- Written problem
Locate every line below that contains the word "black" and copy each one.

Collection entries:
▬▬▬▬▬▬

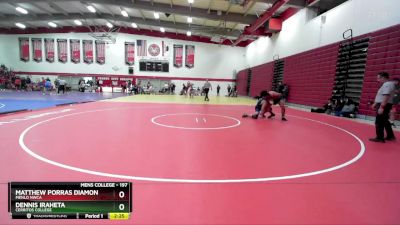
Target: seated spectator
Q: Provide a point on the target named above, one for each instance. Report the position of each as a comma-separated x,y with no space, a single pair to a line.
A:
327,108
339,103
348,109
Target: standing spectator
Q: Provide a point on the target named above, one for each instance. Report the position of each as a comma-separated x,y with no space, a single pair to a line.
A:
396,100
61,86
383,104
207,88
284,90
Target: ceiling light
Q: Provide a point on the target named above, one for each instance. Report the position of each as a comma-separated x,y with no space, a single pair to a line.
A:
20,25
124,13
78,22
21,10
52,24
91,8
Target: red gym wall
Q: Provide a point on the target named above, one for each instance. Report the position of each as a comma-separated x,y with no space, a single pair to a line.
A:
241,82
383,55
261,78
310,75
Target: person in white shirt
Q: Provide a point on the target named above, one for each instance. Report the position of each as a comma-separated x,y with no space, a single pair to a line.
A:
383,104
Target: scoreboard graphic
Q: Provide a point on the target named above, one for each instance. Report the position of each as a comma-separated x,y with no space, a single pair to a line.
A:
70,200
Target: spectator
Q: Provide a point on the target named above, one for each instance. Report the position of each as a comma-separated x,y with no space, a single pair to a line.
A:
383,105
396,100
327,108
348,109
207,88
61,86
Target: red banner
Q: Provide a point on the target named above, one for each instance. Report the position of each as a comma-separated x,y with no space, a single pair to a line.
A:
100,52
189,59
178,55
24,49
87,51
62,47
49,49
37,49
130,53
75,46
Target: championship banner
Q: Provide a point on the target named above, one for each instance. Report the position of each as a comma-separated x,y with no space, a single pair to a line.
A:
75,46
142,47
165,49
37,49
49,49
87,51
178,55
130,53
24,49
100,52
62,47
189,53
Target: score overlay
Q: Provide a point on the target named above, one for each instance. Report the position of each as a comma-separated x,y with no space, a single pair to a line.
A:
70,200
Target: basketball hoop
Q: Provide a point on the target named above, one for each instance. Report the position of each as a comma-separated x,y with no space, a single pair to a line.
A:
108,35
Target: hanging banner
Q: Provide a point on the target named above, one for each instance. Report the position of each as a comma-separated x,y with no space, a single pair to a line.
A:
130,53
49,49
87,51
37,49
62,48
142,47
178,55
100,52
75,46
189,53
24,49
165,49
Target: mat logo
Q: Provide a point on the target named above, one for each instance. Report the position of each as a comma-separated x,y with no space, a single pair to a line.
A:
154,50
34,116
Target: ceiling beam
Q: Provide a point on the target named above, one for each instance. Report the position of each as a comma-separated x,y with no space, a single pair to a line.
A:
291,3
148,22
56,7
41,8
161,7
266,16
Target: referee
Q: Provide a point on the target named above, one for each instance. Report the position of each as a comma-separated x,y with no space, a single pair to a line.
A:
383,104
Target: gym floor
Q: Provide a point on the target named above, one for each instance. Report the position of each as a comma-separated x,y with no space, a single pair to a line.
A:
196,162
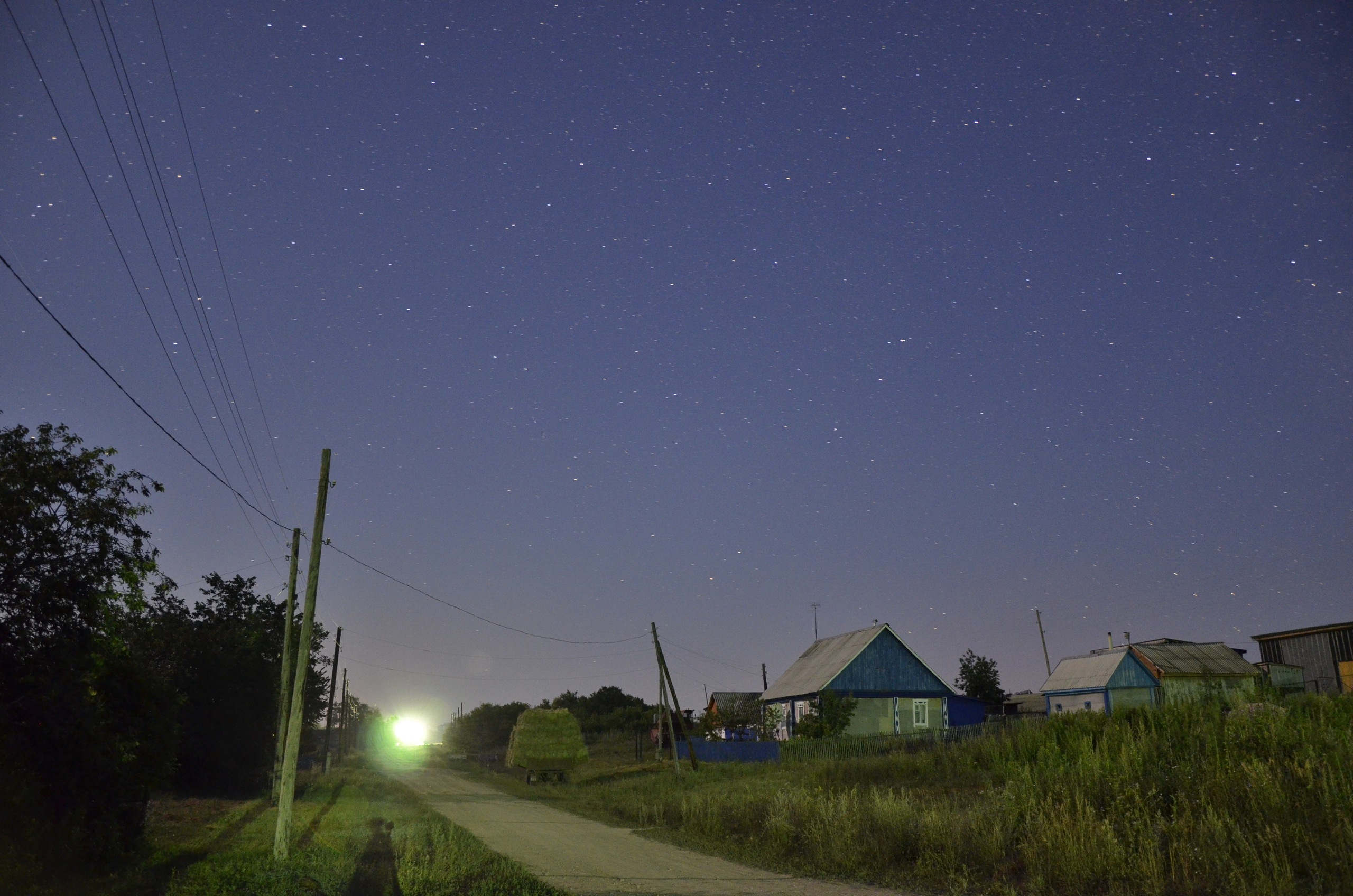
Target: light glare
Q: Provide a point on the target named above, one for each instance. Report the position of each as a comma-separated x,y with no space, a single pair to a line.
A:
410,733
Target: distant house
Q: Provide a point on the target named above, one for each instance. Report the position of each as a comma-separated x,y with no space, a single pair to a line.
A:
734,704
1102,681
1187,670
1325,653
897,692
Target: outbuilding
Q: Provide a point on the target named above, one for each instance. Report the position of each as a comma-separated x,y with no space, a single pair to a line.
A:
897,690
1188,672
1103,681
1325,654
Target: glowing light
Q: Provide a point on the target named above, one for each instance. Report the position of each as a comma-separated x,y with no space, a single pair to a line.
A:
410,733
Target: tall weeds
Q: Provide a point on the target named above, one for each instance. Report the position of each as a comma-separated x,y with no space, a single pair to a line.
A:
1185,799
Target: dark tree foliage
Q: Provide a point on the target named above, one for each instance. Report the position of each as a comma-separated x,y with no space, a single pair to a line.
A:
979,678
86,715
228,651
608,708
830,718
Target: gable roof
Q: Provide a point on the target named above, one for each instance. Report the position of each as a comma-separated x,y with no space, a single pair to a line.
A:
1099,670
827,658
1194,659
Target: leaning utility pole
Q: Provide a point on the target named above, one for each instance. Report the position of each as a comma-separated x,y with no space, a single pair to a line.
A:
282,837
672,689
1042,638
333,685
284,689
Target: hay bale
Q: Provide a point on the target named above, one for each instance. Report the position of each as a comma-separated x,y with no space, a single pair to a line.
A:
547,741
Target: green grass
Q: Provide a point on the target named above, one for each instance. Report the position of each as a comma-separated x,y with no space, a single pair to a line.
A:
1182,800
341,846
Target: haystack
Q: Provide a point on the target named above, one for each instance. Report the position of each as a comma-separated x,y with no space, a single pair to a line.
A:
547,741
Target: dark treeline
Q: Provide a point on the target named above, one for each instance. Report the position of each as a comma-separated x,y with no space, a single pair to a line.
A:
486,729
110,683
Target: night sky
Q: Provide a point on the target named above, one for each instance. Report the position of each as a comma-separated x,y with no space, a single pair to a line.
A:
624,313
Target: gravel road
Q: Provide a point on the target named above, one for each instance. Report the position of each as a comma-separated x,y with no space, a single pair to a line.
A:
592,858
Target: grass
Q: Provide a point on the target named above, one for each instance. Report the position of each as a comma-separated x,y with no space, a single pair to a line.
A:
342,845
1183,800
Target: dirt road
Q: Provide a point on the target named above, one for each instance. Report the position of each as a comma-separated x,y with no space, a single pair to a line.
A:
589,857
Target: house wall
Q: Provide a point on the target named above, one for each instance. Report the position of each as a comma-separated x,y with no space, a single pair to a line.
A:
1092,702
887,666
1129,697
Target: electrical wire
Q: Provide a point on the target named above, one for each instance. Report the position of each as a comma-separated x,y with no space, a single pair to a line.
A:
211,229
122,389
409,672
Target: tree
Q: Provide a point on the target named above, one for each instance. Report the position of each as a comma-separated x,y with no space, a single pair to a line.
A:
86,712
229,661
979,678
830,718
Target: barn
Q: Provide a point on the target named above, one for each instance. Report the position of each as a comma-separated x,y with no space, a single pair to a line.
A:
1325,654
897,690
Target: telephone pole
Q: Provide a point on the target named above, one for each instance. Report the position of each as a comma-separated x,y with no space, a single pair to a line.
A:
284,689
333,684
282,837
1042,638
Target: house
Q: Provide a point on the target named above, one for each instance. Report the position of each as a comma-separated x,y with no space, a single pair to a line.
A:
1102,681
739,712
1187,670
1325,653
897,692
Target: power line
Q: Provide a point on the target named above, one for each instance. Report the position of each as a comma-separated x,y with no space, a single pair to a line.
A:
448,653
211,229
482,619
409,672
175,235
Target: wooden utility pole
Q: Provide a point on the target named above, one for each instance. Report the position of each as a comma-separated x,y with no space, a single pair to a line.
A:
284,689
672,689
282,837
1042,638
342,716
333,688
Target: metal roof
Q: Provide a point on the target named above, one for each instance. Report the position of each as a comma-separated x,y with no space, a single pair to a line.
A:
1194,659
826,659
1083,673
1314,630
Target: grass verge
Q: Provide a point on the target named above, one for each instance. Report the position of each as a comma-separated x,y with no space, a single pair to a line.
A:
356,834
1183,800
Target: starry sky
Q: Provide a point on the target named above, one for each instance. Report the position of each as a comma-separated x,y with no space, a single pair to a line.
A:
701,314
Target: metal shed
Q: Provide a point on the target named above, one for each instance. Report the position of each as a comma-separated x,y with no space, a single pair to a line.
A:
1325,653
897,692
1188,670
1103,681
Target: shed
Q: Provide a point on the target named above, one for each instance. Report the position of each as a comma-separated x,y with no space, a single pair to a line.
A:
1102,681
1325,653
897,690
1188,670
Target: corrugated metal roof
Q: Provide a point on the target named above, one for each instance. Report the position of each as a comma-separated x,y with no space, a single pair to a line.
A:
1194,659
1076,673
820,664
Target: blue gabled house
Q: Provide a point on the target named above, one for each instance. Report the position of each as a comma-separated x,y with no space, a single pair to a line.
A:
1102,681
897,690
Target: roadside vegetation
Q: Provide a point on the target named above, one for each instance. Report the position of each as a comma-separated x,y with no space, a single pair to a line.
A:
362,834
1187,799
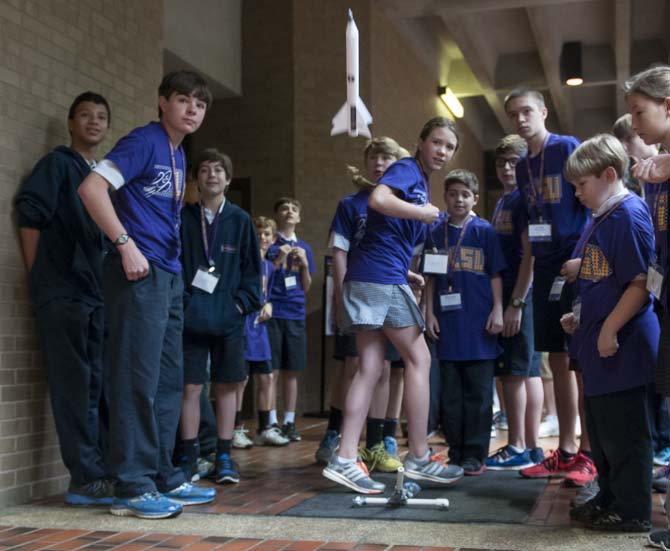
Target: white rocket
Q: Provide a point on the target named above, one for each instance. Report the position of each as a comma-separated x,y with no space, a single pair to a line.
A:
353,117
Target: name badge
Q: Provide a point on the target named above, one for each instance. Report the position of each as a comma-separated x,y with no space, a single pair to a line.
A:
290,282
655,282
435,263
556,289
539,232
205,280
450,301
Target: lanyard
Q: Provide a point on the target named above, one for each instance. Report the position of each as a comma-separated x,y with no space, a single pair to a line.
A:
209,247
538,199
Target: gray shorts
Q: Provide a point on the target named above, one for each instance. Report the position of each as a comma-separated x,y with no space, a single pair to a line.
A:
371,306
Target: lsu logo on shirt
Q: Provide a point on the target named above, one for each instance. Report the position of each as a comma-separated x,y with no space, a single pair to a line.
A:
470,259
594,264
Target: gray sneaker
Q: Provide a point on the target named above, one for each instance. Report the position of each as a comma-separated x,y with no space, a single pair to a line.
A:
353,475
431,470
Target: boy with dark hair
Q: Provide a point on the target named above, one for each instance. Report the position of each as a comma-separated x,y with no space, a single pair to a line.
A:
143,293
222,280
615,335
294,266
464,314
63,251
555,219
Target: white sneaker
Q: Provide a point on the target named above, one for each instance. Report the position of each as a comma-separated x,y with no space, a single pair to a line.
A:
549,427
241,440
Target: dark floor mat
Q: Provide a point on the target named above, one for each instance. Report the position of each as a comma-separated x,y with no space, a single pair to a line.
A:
493,497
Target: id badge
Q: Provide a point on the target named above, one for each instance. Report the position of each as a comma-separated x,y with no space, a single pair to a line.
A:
556,289
539,232
205,280
435,263
450,301
290,282
655,281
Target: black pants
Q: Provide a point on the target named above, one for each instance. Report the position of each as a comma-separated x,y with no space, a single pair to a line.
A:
144,377
71,337
622,451
467,398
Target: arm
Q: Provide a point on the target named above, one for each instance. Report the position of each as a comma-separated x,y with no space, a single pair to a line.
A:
93,192
494,323
384,201
629,304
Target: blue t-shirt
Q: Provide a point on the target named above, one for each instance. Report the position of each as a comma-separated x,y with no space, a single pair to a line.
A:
558,205
348,225
463,334
385,252
619,249
288,303
146,204
256,340
509,222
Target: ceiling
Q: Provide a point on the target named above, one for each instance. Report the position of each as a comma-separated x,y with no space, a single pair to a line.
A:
482,49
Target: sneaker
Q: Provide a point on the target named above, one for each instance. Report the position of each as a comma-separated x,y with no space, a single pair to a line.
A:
226,470
188,494
473,467
582,472
433,470
377,458
607,521
536,455
391,446
150,505
272,436
98,492
329,444
354,475
506,459
289,431
549,427
552,465
662,458
240,439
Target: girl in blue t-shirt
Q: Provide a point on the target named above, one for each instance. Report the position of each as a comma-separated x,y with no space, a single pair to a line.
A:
379,304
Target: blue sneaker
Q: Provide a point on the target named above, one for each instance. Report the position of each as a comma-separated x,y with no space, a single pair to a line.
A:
662,458
226,470
506,459
327,447
151,505
189,494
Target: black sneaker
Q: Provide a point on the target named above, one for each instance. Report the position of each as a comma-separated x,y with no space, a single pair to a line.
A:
289,431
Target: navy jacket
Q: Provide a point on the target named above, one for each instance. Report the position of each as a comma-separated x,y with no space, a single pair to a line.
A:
68,264
236,258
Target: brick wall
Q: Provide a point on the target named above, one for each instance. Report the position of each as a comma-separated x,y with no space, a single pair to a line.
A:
49,53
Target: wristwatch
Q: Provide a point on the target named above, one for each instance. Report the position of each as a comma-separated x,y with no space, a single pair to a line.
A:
517,303
122,239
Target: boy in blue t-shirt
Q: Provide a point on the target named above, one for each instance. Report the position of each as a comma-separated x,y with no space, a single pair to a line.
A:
464,314
615,335
294,266
143,290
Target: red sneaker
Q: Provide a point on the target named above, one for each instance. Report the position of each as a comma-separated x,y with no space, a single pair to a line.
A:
583,471
552,466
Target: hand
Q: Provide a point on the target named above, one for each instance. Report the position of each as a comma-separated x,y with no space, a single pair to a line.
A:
429,213
654,169
607,343
512,321
570,269
494,323
569,323
135,265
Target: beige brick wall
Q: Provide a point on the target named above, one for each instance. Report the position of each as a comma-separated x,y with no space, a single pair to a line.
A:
50,52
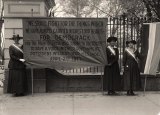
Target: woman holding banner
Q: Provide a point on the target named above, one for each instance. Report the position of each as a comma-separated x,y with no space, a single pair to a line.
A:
112,80
131,70
17,74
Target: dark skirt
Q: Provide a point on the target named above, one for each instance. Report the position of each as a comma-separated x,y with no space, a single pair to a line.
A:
17,81
112,79
131,77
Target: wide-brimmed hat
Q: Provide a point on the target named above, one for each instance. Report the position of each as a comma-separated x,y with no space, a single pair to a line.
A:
112,39
131,41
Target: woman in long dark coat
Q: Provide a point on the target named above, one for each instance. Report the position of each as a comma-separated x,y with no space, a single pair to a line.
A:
112,80
17,73
131,75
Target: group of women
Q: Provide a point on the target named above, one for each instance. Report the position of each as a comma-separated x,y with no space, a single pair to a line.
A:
17,84
112,80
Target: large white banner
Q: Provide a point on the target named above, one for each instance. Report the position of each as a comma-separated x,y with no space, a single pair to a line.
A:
153,55
64,42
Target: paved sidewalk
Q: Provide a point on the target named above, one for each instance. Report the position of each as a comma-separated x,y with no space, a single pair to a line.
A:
80,103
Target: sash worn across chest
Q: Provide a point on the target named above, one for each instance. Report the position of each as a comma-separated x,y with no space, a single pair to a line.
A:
17,48
131,54
112,50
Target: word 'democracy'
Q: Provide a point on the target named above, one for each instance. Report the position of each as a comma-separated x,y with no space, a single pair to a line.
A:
65,42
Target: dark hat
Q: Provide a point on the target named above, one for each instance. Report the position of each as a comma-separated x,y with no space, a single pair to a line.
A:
112,39
16,36
131,41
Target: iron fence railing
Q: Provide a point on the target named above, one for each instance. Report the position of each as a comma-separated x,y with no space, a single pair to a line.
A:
123,28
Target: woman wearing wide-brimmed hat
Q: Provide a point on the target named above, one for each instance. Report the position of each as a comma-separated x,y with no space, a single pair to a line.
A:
112,80
131,75
17,74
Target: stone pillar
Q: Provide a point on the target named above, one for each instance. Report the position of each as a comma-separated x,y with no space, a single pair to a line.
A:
14,11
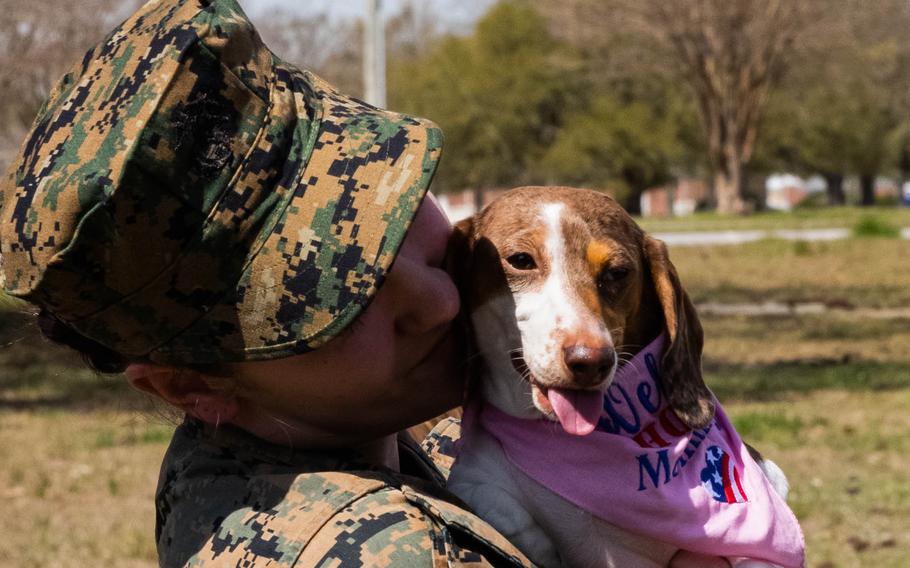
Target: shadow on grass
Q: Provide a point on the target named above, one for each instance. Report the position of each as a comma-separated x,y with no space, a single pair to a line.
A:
36,374
872,295
777,381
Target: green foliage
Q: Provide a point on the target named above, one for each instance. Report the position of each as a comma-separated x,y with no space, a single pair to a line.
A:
873,226
520,106
498,95
626,146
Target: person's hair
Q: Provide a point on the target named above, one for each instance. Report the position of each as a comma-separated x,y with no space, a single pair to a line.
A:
96,356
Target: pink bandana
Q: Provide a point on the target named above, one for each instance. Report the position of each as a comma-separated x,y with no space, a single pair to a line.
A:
642,470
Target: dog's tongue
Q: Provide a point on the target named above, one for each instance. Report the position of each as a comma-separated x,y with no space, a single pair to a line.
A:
578,411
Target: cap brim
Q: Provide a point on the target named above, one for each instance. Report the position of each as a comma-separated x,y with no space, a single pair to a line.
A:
327,252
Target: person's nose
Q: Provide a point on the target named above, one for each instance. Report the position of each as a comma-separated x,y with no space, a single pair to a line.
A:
425,297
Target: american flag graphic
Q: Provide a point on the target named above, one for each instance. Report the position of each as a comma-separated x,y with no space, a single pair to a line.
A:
720,477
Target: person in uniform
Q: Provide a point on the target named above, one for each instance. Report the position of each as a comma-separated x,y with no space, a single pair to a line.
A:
221,227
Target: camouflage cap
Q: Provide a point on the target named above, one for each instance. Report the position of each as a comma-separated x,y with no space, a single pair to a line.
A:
185,196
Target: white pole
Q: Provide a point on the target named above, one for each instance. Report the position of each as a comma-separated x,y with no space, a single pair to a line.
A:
374,55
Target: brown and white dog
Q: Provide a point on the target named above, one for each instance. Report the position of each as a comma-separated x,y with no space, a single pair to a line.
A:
561,286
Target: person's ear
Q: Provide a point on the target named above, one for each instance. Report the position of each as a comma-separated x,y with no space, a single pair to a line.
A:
186,389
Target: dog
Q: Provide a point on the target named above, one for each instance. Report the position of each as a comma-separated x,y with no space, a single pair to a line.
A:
583,330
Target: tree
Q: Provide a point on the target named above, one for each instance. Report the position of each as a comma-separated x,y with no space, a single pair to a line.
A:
499,96
37,46
625,145
730,53
842,110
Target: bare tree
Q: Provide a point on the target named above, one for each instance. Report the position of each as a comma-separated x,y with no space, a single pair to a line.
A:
39,41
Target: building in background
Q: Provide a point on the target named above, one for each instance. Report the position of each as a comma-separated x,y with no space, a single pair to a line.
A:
686,197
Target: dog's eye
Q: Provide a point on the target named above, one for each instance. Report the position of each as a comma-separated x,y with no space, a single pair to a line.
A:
522,261
613,275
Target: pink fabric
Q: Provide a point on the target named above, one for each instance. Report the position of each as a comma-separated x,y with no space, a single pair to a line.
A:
643,471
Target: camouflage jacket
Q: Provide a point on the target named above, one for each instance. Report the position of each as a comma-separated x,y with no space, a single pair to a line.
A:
226,498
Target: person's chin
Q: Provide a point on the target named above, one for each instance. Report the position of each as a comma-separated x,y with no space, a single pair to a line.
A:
440,375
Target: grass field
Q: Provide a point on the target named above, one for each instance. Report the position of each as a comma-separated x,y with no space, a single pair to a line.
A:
825,395
820,218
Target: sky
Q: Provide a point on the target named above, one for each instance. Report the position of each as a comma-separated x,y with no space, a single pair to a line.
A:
455,15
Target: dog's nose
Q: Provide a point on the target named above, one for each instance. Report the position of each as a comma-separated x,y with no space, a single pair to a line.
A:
589,365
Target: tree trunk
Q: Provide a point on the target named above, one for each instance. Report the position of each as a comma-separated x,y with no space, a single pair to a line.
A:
478,199
835,189
727,182
632,202
867,187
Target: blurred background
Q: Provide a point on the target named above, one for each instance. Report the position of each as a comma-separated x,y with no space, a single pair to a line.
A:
767,142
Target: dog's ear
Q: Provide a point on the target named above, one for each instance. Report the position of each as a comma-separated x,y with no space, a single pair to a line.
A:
681,373
458,254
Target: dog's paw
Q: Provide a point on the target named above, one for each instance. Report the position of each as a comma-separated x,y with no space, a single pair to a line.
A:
776,476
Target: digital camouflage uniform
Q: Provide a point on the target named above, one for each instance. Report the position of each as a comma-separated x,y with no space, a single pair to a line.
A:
186,197
228,499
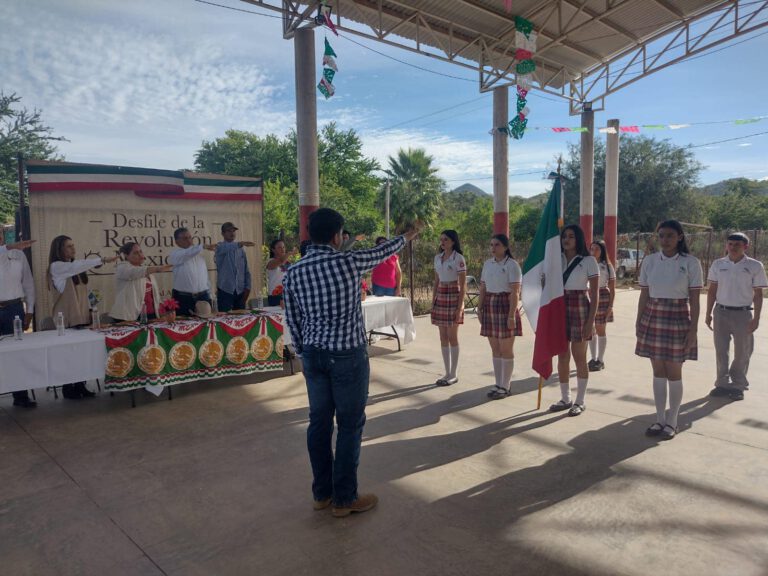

▬▬▬▬▬▬

- Response
Target: black pants
Target: black sneaker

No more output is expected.